» **WORK REQUEST**: Nothing but the listing below, retyped exactly, should appear in the answer.

» **STORED DATA**:

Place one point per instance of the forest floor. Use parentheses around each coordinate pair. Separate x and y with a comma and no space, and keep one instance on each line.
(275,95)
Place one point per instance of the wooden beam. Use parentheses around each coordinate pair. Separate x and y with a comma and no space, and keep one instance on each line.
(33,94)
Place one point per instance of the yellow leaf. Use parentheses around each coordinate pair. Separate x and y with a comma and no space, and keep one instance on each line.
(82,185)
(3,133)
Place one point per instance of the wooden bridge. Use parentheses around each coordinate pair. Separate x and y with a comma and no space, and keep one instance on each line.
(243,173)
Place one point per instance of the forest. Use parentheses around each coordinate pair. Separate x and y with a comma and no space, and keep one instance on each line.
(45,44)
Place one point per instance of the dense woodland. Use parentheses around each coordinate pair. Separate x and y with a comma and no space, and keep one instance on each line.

» **REPLY**:
Place one point per instance of the forest floor. Use parentheses around each coordinate pair. Separate x and y with a comma and no space, and keep one instance on each line.
(275,95)
Place one point per instance of the wooden beam. Use parentheses around each coordinate pair. Separate x and y with a comma and no space, and keep one instance on each line.
(33,94)
Place one point per instance of the yellow leaf. Use parentheses around each coordinate pair. Separate x and y with a comma and no space, and keep one instance on each line.
(82,185)
(3,133)
Place one point per instance of the wooden bridge. Use parentheses around each coordinate pair. Separate x and y with a comma and no space, and keep one instance on each line.
(243,173)
Place one point per instance of the forest. Use parentheses around each coordinate pair. Separate x and y with a comma and no space, and keep one instance on each line.
(45,44)
Place one point per instance of the dense woodland. Use parentheses around each coordinate pair. Separate x and y with a comma and no space, and keep one instance on each line.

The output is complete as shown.